##### Selection

I cannot wait to see the pics, you take great pics of your macastromas. I also love the Death metal vs tenor fish video.


----------



## majerah1 (Oct 29, 2010)

Thanks everyone!Pics as promised.

The plants are the same amount as was in there before,I just spread them out a little so it looks pretty bare.

FTS


Here is the little male in one of the larger pots:


And just a shot of the hole in the one large pot.


So what do you guys think?Shes not hell bent on chasing him anymore but she will go for him when she sees hip,poor guy.


----------



## GuppyNGoldfish (Mar 28, 2011)

Looking good so far! Are you going to add anything to the far right side of the tank?


----------



## Rob72 (Apr 2, 2011)

##########

Things to do:
1. In the aquarium forum thread, why does majerah1 say the tank looks pretty bare?
2. List every username that appears in a post header in the aquarium forum thread, together with its date.
3. Extend the aquarium forum thread by writing the post that follows its final header line.

##### Material provided

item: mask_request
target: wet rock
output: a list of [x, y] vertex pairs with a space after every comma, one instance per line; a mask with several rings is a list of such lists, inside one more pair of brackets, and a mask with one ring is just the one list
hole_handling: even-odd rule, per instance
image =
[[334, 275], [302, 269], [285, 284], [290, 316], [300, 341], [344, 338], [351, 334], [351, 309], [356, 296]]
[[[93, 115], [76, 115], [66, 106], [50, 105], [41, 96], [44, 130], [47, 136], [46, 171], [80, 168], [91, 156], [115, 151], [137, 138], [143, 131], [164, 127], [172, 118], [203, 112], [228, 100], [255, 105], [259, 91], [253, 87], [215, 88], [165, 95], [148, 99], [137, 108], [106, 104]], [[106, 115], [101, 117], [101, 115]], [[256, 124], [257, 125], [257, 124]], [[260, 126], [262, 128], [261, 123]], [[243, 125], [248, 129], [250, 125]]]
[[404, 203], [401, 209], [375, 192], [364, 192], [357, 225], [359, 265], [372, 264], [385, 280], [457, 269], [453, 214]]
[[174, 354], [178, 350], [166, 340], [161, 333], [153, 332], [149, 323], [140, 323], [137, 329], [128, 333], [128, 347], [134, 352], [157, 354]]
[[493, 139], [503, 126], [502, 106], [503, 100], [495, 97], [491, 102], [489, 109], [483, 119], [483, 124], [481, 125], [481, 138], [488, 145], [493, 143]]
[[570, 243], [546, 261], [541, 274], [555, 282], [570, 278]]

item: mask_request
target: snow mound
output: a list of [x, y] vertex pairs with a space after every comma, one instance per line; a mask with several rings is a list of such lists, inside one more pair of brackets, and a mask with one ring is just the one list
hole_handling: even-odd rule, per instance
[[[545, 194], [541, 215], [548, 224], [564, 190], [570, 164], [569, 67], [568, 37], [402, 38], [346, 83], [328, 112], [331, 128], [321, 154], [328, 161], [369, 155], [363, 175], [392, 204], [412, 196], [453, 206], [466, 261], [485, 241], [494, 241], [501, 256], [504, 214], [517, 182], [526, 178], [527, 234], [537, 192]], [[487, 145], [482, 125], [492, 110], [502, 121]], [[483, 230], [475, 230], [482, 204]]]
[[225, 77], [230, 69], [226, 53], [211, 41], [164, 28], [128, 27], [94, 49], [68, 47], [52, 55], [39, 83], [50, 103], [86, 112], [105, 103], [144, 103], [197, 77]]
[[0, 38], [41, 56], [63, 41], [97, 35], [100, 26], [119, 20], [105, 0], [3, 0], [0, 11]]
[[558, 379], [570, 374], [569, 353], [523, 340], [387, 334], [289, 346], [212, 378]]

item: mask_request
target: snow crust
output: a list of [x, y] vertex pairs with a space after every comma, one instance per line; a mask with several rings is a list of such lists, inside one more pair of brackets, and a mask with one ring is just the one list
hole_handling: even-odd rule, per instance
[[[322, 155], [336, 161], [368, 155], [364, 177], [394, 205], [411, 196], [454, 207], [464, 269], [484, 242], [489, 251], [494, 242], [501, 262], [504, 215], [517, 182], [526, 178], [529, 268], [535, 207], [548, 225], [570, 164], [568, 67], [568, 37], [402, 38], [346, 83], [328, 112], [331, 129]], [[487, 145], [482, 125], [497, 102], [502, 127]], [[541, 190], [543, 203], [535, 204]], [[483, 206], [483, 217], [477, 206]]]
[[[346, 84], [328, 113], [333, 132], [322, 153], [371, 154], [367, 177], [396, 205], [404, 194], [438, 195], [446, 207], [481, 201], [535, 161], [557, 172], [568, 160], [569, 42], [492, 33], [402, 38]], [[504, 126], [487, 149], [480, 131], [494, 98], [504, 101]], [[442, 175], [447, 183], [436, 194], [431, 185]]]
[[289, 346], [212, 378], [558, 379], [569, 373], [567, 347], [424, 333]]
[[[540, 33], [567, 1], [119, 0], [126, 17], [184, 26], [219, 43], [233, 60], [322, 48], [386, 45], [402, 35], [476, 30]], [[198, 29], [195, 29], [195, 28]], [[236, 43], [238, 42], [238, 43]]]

##########

Answers provided:
1. The plants were spread out a little, though there are the same number as before.

2. majerah1 (Oct 29, 2010), GuppyNGoldfish (Mar 28, 2011), Rob72 (Apr 2, 2011)

3.
tank looks great bev i really like how you did it


----------



## majerah1 (Oct 29, 2010)

Thanks Rob!

Slim,I am leaving the right side clear.I plan for the plants to fill in a little better.I think once the wisteria fills in a bit in the back and the chain sword fills in more of the front,itll look a bit better.This being so low tech though,it will take awhile.


----------



## sion342 (Jul 31, 2011)

That's awesome ,love it.


----------



## GuppyNGoldfish (Mar 28, 2011)

Yeah, once it fills in it should look really good.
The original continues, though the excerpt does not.